→ Job
How many lines in the records below contain the string "striped"? Give only the number.
>> Start
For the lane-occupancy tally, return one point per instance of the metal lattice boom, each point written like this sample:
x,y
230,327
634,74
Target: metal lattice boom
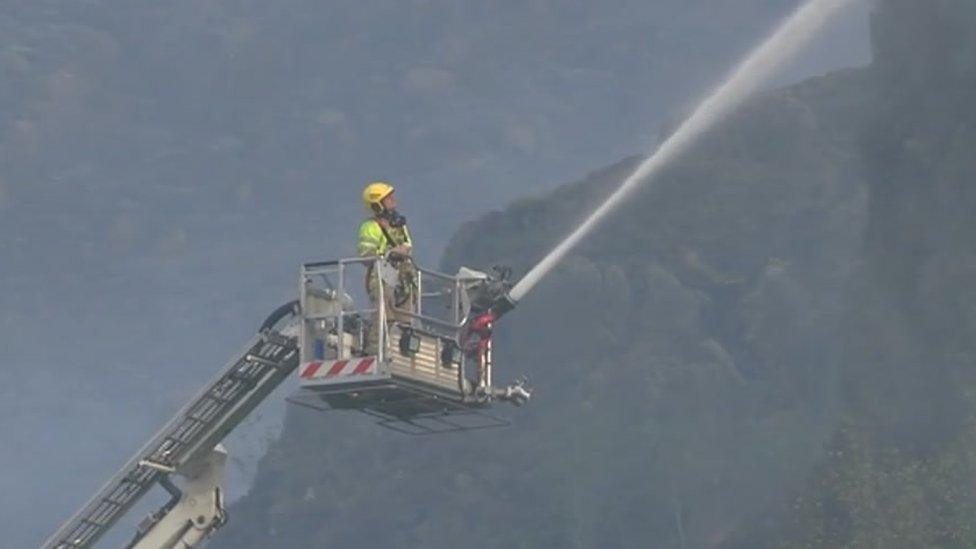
x,y
264,363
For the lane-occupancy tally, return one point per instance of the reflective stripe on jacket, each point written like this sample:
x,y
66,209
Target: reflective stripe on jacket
x,y
372,241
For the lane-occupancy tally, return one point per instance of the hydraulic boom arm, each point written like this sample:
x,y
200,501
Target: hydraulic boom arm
x,y
186,445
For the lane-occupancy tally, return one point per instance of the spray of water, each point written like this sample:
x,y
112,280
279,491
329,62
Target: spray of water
x,y
762,63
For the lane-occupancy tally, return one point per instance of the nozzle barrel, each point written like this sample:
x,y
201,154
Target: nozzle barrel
x,y
503,304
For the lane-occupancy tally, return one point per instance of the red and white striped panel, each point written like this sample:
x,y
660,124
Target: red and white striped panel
x,y
338,368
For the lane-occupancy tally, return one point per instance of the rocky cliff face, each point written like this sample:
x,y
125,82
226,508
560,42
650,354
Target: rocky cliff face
x,y
896,470
684,356
772,346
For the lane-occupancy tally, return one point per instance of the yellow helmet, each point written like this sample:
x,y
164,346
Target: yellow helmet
x,y
375,192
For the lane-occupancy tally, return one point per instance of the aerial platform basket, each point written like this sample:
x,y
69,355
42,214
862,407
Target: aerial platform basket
x,y
418,360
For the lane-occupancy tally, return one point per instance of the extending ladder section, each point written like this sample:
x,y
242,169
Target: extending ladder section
x,y
266,361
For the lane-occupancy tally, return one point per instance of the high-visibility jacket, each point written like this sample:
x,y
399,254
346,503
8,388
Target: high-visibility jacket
x,y
373,240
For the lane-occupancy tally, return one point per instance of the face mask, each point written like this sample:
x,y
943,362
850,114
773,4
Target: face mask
x,y
394,218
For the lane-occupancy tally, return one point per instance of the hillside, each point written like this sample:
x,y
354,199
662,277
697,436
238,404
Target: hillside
x,y
684,356
164,167
771,347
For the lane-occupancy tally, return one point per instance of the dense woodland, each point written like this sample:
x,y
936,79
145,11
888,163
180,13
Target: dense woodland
x,y
771,347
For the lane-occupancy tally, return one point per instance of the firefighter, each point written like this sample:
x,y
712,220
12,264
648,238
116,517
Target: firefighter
x,y
385,235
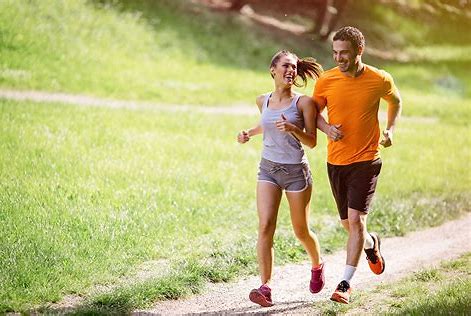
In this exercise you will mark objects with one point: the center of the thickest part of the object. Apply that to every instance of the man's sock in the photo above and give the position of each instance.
(348, 273)
(369, 242)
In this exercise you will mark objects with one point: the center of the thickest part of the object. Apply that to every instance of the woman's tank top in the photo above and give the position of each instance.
(278, 146)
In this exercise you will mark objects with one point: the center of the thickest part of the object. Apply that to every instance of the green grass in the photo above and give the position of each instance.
(442, 290)
(89, 195)
(132, 50)
(95, 192)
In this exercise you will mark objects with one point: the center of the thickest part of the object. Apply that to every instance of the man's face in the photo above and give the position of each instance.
(345, 56)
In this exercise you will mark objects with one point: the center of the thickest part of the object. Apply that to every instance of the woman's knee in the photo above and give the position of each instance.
(267, 228)
(302, 232)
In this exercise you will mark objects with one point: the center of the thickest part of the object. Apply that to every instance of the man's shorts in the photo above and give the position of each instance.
(288, 177)
(354, 185)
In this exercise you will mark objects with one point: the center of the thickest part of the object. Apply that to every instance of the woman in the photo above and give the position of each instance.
(288, 120)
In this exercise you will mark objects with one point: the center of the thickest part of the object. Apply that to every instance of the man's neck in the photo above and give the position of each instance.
(357, 70)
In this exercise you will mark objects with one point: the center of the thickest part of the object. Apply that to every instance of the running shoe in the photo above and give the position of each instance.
(374, 257)
(317, 279)
(261, 296)
(342, 293)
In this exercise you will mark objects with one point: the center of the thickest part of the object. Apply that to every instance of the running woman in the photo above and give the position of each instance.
(351, 92)
(288, 120)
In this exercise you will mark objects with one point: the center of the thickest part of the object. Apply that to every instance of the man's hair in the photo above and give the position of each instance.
(351, 34)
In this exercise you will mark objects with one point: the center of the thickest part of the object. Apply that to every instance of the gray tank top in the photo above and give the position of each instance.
(280, 146)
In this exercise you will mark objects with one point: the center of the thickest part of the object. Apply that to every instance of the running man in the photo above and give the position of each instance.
(351, 92)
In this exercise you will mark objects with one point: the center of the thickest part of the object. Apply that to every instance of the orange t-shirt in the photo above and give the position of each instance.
(354, 103)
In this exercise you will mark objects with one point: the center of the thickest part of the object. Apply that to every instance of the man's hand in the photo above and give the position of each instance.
(334, 132)
(243, 137)
(387, 138)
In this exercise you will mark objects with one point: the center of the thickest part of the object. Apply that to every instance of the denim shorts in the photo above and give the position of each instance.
(288, 177)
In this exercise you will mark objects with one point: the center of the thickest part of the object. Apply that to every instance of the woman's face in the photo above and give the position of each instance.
(285, 70)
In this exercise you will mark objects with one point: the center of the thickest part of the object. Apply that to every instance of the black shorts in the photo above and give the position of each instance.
(353, 185)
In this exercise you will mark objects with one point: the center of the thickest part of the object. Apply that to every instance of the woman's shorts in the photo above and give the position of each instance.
(354, 185)
(288, 177)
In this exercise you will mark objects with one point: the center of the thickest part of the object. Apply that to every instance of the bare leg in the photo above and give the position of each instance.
(356, 235)
(299, 208)
(268, 202)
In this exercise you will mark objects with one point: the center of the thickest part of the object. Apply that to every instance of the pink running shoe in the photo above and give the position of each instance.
(317, 279)
(261, 296)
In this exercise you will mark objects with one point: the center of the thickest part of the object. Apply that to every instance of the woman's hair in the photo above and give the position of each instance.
(306, 67)
(352, 35)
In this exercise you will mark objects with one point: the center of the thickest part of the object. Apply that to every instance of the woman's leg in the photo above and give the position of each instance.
(299, 207)
(268, 202)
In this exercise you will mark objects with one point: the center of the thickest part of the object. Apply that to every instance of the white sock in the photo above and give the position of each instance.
(348, 273)
(369, 242)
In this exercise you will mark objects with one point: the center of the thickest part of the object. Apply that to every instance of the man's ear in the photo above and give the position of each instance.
(360, 51)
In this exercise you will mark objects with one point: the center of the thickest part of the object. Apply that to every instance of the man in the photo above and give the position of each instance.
(351, 92)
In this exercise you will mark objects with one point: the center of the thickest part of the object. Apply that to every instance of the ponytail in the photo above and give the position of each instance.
(308, 67)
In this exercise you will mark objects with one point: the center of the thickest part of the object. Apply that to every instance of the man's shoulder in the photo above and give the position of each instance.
(376, 72)
(333, 72)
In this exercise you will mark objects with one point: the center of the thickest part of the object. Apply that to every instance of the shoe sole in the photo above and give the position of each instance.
(379, 251)
(258, 298)
(339, 299)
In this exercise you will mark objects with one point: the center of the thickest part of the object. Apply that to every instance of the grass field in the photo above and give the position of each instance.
(90, 195)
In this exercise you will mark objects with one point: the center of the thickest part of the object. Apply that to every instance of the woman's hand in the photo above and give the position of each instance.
(243, 137)
(334, 132)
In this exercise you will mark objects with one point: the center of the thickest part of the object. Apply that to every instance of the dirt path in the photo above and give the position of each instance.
(403, 255)
(84, 100)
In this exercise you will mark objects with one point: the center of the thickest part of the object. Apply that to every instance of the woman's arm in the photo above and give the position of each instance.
(308, 136)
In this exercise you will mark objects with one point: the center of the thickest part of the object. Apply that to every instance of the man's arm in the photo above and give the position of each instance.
(332, 131)
(394, 111)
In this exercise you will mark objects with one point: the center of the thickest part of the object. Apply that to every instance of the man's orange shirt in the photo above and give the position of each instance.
(354, 103)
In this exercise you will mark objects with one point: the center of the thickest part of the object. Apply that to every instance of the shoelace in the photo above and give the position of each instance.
(370, 255)
(343, 286)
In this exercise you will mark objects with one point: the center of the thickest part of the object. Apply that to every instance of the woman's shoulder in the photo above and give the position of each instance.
(305, 101)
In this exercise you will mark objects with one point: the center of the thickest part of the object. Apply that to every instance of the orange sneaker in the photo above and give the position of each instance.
(374, 257)
(342, 293)
(261, 296)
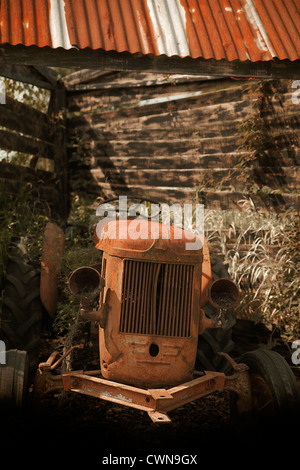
>> End
→ Expected output
2